- What you have to do
Count the lines in the records below that contain the string "point", treating uppercase and lowercase as different. Give only the number.

- Excerpted records
- - - - -
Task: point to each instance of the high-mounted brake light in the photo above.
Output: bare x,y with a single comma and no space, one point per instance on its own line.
- - - - -
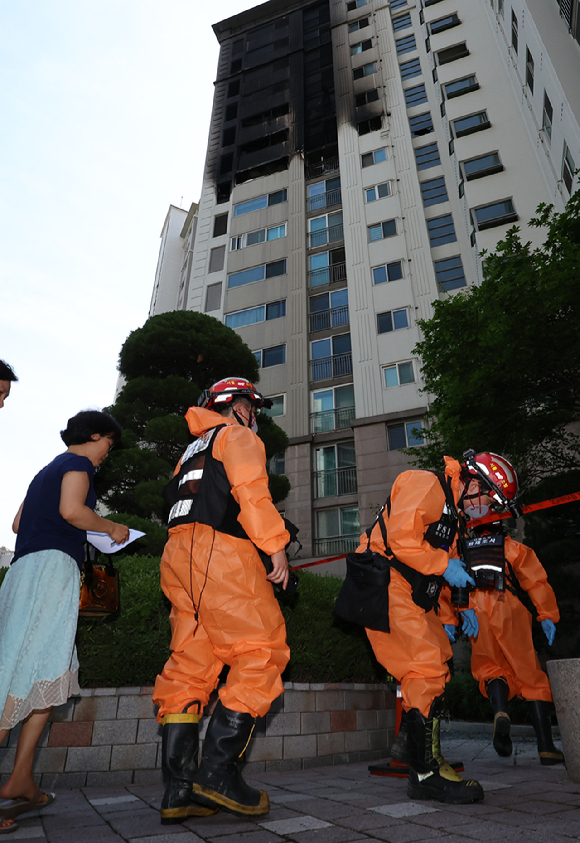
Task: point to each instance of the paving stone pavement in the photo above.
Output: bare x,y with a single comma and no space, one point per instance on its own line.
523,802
- - - - -
- Completed exercise
4